_OBJECTIVE_
Return the lines of the records from the line containing "of the side" up to and including the line containing "Target: side window glass", reproducing each without alteration. Leave the pictures out of your answer.

_EXTRACTED RECORDS_
----------

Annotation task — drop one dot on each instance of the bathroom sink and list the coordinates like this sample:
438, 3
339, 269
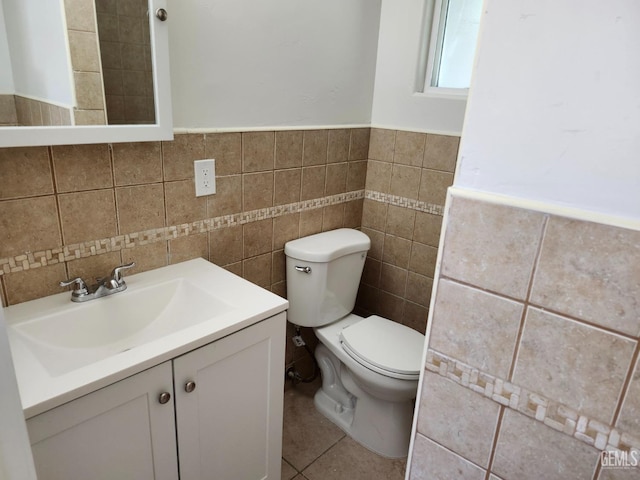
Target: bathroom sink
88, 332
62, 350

----------

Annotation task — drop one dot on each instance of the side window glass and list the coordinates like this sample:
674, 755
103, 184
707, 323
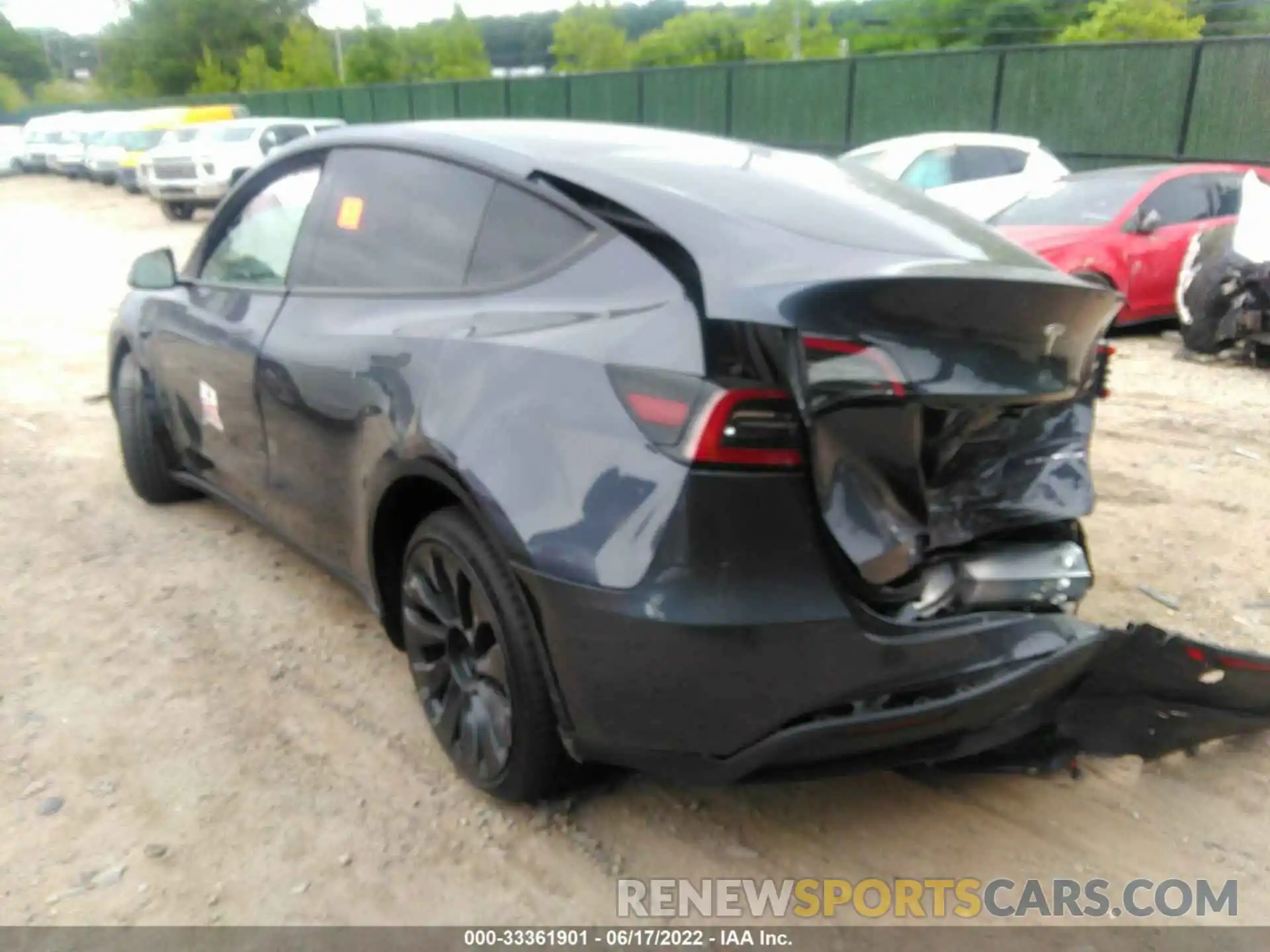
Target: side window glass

----------

_RESULT_
Annotation task — drop one dot on each instance of the side window glass and list the coordinates like this sample:
674, 755
103, 184
707, 323
Target: side window glass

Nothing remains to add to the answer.